■ **YOUR INSTRUCTIONS**:
Set out exactly, line by line, the stretch of data below that begins at the line containing "Target: rolled dough strip" and ends at the line containing "the raw dumpling", with both ends kept.

■ **DATA**:
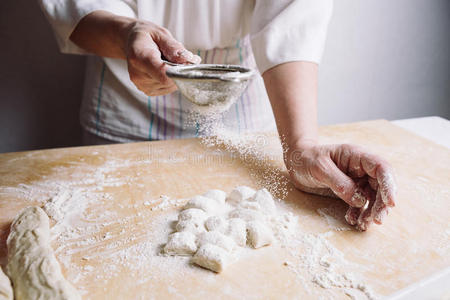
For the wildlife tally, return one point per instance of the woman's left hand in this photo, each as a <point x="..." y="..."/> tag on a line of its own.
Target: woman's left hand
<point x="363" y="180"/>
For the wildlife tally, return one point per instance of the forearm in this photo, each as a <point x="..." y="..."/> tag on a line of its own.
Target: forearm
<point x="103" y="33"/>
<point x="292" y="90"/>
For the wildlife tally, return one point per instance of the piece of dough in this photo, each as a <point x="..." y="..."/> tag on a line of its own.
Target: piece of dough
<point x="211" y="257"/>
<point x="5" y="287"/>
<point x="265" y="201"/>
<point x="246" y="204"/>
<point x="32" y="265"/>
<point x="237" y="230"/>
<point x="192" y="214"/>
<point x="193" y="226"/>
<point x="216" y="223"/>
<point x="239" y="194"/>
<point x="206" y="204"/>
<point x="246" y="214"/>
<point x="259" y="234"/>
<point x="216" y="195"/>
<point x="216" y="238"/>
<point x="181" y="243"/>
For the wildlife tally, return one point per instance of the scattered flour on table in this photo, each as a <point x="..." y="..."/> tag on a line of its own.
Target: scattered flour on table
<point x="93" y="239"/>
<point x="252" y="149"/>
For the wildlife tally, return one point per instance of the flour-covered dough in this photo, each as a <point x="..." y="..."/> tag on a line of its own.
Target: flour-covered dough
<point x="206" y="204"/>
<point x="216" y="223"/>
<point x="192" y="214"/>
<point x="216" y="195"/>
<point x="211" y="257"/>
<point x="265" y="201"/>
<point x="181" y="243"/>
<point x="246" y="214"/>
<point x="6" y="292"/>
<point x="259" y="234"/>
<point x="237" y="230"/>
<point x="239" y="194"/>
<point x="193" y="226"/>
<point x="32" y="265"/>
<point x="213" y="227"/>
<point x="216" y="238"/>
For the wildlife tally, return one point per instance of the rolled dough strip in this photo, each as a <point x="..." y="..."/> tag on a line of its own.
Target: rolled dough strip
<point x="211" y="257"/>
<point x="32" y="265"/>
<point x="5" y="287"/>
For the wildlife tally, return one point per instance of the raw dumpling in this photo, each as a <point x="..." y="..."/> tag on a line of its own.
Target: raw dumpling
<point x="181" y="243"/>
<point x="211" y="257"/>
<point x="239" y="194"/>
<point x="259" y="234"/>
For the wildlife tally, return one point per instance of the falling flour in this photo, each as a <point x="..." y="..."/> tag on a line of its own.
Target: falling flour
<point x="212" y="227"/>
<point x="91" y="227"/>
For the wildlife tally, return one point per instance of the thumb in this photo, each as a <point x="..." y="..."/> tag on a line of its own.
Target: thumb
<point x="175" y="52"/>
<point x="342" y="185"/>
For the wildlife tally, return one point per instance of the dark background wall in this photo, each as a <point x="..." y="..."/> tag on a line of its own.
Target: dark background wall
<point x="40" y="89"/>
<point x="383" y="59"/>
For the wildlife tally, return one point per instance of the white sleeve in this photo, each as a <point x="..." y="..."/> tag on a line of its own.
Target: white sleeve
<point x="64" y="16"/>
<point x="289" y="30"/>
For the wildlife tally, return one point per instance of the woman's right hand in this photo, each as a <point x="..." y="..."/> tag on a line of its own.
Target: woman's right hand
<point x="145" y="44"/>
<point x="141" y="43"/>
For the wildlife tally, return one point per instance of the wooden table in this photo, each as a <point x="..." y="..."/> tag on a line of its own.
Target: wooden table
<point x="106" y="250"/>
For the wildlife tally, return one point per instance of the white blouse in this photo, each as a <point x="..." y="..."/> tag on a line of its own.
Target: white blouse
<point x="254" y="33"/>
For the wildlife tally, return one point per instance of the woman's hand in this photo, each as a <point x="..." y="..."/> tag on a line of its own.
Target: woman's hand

■ **ANSWER AREA**:
Target: rolled dough strip
<point x="211" y="257"/>
<point x="32" y="265"/>
<point x="5" y="287"/>
For the wildlife tally, return one point per instance of the raw dumpling in this photo, each as a <point x="..." y="..."/> tag on a line of its own.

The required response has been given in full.